▶ [ACTIVITY]:
Go through the entries, filter for the word "paper", and copy every line that has it.

▶ [SOURCE MATERIAL]:
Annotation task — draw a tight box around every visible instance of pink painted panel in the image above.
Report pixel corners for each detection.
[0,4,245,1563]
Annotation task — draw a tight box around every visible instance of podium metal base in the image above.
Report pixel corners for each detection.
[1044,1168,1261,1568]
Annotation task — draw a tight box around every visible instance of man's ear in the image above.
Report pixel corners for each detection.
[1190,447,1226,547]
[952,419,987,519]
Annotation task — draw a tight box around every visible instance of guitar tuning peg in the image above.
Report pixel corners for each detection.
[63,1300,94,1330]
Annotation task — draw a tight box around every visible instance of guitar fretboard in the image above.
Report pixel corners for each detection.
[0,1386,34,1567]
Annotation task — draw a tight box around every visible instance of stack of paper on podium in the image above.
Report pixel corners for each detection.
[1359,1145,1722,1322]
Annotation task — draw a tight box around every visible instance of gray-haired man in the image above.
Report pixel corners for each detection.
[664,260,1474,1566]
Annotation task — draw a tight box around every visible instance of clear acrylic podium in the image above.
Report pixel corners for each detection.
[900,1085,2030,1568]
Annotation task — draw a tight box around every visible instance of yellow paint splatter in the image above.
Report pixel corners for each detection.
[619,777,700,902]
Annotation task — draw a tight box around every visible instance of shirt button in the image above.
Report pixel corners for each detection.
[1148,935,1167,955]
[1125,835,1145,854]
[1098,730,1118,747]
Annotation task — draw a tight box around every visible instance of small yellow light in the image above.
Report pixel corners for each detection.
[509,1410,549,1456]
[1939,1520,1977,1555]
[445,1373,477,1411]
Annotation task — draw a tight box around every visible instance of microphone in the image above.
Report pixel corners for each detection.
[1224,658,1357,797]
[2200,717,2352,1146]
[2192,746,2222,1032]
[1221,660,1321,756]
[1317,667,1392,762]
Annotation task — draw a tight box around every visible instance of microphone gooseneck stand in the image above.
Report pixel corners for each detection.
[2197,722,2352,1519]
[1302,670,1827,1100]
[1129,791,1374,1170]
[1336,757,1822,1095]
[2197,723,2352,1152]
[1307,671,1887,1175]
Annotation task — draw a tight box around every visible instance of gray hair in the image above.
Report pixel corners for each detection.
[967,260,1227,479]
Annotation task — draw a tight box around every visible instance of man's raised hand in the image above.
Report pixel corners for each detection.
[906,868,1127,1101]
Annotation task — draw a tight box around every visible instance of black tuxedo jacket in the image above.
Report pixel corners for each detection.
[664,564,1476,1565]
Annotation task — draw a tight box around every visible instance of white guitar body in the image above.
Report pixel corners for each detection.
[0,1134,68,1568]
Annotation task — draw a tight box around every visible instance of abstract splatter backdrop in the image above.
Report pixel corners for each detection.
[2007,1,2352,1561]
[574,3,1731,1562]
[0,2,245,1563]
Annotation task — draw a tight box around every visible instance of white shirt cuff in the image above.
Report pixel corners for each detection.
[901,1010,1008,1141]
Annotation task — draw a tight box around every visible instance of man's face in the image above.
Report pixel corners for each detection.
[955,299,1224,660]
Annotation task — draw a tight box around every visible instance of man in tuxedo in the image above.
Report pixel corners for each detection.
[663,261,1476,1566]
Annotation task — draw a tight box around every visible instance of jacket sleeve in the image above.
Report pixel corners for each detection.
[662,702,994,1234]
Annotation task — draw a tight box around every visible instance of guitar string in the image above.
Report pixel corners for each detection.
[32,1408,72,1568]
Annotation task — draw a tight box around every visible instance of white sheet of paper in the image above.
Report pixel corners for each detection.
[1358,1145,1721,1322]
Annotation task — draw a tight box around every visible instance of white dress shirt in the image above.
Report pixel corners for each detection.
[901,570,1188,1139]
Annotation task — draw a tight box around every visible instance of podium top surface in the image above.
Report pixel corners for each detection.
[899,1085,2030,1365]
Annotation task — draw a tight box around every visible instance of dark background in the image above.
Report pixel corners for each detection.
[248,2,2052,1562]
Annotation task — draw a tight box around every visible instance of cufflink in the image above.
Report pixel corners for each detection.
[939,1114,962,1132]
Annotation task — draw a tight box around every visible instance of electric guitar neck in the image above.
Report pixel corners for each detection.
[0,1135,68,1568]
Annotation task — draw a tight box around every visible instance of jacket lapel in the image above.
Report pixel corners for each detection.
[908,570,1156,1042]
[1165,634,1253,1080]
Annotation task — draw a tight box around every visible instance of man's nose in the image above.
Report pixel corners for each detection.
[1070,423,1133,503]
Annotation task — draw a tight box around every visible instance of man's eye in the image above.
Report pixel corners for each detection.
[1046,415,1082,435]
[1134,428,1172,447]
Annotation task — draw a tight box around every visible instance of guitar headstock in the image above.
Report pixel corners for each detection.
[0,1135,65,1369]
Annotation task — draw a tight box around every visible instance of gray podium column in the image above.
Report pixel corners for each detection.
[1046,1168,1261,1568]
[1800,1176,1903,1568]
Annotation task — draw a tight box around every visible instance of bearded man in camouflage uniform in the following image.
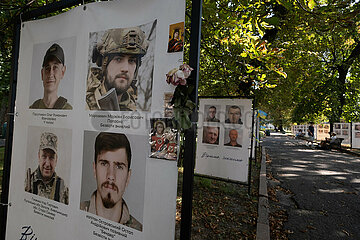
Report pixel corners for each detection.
[80,132,142,231]
[25,132,69,204]
[86,27,148,111]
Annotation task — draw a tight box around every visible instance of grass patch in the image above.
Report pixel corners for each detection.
[175,148,261,239]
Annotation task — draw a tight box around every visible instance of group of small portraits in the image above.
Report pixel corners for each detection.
[355,124,360,138]
[29,21,156,112]
[25,127,145,232]
[204,105,244,124]
[149,118,178,160]
[202,126,242,148]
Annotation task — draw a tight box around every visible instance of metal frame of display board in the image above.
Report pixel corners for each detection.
[179,0,202,239]
[0,1,202,240]
[0,2,93,239]
[195,95,256,195]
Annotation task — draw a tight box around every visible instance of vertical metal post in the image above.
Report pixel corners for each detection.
[0,18,21,240]
[0,3,89,240]
[248,97,255,195]
[180,0,202,239]
[350,122,352,148]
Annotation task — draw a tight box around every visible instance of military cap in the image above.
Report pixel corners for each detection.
[42,43,65,67]
[39,132,58,154]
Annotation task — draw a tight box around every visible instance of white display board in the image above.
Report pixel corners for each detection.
[316,123,330,141]
[195,98,253,183]
[293,125,308,136]
[6,1,185,239]
[352,122,360,149]
[333,123,351,145]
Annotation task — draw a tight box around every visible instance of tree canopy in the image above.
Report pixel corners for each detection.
[190,0,360,128]
[1,0,360,129]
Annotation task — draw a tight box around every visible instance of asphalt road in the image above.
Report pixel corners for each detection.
[263,133,360,240]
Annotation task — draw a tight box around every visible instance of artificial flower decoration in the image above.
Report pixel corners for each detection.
[166,64,194,86]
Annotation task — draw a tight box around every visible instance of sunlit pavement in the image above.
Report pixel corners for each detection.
[262,133,360,239]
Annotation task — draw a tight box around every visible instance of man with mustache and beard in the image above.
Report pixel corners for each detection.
[80,132,142,231]
[25,132,69,204]
[86,27,149,111]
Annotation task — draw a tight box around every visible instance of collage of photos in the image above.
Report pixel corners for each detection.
[5,1,187,239]
[202,104,244,147]
[355,124,360,138]
[333,123,351,144]
[334,123,349,136]
[23,18,185,211]
[316,124,330,140]
[195,98,252,183]
[293,125,307,135]
[149,118,178,161]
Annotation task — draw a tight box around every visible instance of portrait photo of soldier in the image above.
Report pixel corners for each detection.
[356,132,360,138]
[80,131,146,232]
[224,129,242,148]
[204,105,220,122]
[86,21,156,111]
[25,126,72,205]
[225,105,243,124]
[29,38,75,110]
[202,126,220,145]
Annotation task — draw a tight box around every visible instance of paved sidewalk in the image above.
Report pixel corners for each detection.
[263,133,360,239]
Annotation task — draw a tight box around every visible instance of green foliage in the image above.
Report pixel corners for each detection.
[257,0,360,125]
[171,84,196,130]
[185,0,288,97]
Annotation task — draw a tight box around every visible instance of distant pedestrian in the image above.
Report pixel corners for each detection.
[307,123,315,147]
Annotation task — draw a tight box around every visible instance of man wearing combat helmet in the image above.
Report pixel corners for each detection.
[86,27,149,111]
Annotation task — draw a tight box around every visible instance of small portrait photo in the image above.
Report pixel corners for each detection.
[318,124,323,129]
[164,93,174,118]
[29,37,76,110]
[324,124,330,129]
[342,124,349,129]
[86,20,156,111]
[356,132,360,138]
[355,124,360,131]
[335,124,341,129]
[204,105,220,123]
[225,105,243,124]
[167,22,184,53]
[319,130,323,133]
[324,130,329,133]
[335,130,341,135]
[202,126,220,145]
[80,131,146,232]
[25,126,72,205]
[224,128,242,148]
[342,130,348,136]
[149,118,178,161]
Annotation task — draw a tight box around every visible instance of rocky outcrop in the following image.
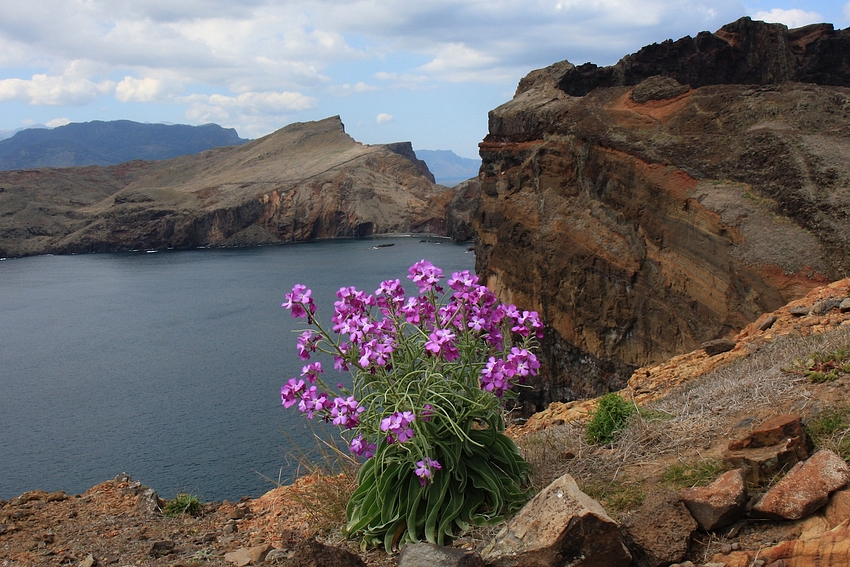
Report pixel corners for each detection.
[475,18,850,412]
[0,116,454,257]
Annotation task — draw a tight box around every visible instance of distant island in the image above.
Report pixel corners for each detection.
[414,149,480,186]
[0,120,248,170]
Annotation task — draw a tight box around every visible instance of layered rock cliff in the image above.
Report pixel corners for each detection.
[0,116,455,257]
[475,18,850,412]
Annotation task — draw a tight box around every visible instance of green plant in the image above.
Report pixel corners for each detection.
[585,393,635,445]
[281,262,539,548]
[163,493,203,517]
[662,459,724,489]
[787,346,850,383]
[806,406,850,461]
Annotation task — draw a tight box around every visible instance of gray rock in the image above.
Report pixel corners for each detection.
[398,543,484,567]
[757,315,778,331]
[702,339,736,356]
[811,297,844,315]
[621,489,697,567]
[840,298,850,313]
[135,488,163,516]
[789,305,811,316]
[481,473,631,567]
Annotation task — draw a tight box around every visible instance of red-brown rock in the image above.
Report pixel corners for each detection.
[621,489,698,567]
[681,469,747,531]
[752,450,850,520]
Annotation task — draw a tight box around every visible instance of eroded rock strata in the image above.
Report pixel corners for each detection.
[0,116,460,258]
[475,18,850,412]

▶ [SOLUTION FOR THIS EXERCISE]:
Annotation task — draw a tight box around every visible instance of stack of paper on podium in the image above.
Annotation task — draw a tight box around every visible instance of white sheet of paper in the image above.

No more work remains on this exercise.